[Contour annotation data]
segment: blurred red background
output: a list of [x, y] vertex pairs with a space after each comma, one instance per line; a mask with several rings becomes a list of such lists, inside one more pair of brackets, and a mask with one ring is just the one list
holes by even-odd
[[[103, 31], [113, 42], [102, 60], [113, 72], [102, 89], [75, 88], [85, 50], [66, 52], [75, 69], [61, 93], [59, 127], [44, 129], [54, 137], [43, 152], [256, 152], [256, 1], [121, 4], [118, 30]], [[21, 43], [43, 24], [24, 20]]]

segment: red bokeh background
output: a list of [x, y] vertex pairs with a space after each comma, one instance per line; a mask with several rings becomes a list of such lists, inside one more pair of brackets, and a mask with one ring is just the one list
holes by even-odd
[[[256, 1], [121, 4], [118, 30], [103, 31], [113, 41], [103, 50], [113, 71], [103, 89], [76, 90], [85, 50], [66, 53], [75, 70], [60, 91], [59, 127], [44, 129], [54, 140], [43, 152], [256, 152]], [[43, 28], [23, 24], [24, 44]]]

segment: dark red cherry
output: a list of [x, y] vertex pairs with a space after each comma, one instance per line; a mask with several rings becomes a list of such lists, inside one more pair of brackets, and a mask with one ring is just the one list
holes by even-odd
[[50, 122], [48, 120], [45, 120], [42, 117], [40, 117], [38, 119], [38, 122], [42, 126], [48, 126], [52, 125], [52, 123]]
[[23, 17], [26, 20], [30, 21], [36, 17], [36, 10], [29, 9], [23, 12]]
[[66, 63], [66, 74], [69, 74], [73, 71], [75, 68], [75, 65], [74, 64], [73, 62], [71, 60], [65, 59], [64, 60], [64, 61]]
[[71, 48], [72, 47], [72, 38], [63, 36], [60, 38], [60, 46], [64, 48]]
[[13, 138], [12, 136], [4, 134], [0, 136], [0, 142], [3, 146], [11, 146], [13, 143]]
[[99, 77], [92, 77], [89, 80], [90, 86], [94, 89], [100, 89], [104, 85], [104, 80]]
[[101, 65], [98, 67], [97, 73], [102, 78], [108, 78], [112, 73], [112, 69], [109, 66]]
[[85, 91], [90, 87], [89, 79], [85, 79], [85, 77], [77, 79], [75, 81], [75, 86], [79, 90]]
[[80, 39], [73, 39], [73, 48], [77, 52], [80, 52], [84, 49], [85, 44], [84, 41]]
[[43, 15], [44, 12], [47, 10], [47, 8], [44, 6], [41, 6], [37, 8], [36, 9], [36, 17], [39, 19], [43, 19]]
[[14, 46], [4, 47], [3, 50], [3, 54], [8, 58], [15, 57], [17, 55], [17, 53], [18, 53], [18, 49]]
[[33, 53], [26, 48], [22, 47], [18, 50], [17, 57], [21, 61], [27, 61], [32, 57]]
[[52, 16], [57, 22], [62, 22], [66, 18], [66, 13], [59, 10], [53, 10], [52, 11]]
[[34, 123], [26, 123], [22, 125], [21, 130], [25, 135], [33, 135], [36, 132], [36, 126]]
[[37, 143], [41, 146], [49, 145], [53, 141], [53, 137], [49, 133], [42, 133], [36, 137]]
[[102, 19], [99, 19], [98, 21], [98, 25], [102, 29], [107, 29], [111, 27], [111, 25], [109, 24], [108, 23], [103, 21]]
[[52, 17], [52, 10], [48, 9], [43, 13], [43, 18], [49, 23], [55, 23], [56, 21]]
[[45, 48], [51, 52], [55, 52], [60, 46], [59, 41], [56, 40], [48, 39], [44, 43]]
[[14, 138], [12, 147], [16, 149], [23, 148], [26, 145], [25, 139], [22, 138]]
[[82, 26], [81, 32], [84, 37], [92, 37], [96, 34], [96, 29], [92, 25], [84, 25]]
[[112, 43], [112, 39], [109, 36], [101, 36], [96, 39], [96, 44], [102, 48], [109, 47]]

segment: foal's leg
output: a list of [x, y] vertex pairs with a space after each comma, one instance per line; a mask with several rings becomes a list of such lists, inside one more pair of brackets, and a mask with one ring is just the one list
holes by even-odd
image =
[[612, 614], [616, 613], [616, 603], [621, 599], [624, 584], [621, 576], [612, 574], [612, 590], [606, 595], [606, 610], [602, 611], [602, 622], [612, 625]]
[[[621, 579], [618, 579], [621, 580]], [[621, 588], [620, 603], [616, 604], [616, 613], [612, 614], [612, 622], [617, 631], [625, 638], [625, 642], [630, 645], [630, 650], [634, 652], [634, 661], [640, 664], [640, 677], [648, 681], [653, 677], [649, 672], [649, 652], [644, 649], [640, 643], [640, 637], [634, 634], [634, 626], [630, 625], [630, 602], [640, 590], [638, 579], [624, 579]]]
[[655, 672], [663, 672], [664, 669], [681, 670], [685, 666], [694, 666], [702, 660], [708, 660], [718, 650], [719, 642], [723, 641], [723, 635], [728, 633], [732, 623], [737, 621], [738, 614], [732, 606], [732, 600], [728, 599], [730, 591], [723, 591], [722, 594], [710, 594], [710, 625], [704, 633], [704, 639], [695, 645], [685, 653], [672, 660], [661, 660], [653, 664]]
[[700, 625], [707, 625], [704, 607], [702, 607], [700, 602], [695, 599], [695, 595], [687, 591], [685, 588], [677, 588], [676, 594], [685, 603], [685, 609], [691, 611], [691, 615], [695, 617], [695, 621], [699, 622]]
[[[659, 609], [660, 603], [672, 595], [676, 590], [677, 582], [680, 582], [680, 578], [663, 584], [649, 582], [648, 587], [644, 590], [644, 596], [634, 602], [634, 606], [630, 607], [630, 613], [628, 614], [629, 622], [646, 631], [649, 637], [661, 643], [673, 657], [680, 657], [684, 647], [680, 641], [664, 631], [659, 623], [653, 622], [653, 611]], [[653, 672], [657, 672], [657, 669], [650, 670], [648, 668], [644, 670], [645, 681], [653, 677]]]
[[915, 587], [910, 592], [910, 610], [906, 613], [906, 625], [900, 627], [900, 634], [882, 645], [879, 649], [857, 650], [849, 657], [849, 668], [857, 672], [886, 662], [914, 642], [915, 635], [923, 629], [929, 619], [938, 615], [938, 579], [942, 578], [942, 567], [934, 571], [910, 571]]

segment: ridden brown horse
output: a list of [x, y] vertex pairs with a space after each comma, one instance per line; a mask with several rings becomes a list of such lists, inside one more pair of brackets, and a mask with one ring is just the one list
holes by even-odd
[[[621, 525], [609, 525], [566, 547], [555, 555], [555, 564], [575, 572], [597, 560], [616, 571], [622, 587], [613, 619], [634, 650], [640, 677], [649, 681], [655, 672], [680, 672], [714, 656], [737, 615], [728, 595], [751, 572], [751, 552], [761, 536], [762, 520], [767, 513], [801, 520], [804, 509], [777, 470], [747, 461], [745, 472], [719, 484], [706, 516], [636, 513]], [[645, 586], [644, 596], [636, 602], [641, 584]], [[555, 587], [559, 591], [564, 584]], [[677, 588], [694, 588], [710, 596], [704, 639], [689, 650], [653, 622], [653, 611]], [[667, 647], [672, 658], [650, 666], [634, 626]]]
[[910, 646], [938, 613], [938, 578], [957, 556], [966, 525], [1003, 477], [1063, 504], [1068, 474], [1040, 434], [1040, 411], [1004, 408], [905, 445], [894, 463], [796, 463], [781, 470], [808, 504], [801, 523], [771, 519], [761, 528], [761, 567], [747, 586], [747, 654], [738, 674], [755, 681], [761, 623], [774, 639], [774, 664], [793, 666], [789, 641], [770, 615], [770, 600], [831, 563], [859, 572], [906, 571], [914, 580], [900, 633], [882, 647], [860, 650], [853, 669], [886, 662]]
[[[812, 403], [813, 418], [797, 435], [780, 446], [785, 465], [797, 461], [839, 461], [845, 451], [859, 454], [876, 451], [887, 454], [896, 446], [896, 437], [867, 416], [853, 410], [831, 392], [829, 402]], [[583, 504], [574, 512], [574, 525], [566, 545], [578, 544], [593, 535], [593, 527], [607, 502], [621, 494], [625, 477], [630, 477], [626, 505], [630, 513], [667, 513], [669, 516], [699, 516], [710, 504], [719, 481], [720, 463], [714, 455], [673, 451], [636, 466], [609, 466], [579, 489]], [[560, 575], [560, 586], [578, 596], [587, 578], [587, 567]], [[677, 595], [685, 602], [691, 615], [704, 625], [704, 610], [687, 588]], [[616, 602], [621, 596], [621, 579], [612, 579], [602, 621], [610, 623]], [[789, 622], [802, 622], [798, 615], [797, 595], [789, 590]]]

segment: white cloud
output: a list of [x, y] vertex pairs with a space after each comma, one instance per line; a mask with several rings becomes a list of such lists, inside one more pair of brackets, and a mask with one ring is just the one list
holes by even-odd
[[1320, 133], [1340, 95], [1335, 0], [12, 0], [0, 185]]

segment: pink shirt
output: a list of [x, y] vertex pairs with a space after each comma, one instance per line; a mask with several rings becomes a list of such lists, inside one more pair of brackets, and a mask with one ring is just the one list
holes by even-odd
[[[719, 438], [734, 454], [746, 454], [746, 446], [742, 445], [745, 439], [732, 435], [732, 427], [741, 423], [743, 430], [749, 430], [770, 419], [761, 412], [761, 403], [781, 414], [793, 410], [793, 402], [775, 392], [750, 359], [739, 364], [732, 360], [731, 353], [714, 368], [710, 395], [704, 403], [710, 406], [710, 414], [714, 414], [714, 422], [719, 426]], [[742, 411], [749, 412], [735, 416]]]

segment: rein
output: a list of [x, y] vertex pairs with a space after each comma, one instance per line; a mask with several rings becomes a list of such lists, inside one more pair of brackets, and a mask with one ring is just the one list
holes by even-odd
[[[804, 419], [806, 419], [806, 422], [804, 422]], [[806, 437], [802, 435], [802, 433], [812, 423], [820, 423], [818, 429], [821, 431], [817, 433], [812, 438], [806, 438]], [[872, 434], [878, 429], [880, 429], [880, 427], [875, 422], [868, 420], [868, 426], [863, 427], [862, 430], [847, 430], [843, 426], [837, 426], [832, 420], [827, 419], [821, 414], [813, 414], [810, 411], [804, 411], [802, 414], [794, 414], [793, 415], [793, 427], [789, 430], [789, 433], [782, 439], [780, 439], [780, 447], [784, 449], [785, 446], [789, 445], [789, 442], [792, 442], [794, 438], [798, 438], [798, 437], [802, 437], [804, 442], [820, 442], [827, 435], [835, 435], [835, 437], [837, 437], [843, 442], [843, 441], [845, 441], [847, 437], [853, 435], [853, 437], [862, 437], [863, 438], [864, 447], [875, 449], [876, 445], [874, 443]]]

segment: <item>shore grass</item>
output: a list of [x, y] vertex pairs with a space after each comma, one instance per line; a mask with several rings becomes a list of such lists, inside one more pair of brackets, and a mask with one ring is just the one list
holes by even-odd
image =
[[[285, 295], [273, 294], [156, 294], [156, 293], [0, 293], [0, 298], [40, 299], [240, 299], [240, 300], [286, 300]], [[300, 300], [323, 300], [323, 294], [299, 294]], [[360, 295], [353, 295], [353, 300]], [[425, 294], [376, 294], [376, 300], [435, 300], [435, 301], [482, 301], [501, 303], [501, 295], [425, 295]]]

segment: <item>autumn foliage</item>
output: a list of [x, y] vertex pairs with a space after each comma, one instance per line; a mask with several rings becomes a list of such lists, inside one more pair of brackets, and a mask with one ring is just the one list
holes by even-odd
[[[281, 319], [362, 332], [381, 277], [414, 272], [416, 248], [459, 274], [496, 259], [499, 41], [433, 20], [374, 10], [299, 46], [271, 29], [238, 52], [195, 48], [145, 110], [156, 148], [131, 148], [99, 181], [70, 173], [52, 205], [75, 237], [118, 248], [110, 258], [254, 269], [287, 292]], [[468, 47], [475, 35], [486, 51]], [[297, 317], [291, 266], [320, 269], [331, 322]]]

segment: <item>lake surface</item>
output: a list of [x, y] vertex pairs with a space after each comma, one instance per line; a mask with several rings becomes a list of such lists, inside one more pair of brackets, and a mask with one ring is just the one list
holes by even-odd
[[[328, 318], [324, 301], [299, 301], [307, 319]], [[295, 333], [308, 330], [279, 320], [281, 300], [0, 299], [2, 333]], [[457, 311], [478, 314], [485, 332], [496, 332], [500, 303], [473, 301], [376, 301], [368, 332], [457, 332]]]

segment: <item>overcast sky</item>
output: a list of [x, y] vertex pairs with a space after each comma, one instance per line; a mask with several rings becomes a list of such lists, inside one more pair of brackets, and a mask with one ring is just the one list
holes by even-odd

- _Exercise aim_
Return verbatim every line from the beginning of the data through the line that contains "24], [24, 20]]]", with both ends included.

- _Exercise response_
segment: blurred red background
output: a list of [x, y] vertex pairs with a space after each comma, one instance per line; a mask with several rings becomes a list of such lists, inside one more pair of brackets, and a mask with one ring is just the one list
holes by even-odd
[[[103, 31], [113, 42], [102, 60], [113, 72], [102, 89], [75, 88], [85, 50], [66, 52], [75, 69], [61, 93], [59, 127], [44, 129], [54, 137], [43, 152], [256, 152], [256, 1], [121, 4], [118, 30]], [[21, 43], [43, 24], [24, 20]]]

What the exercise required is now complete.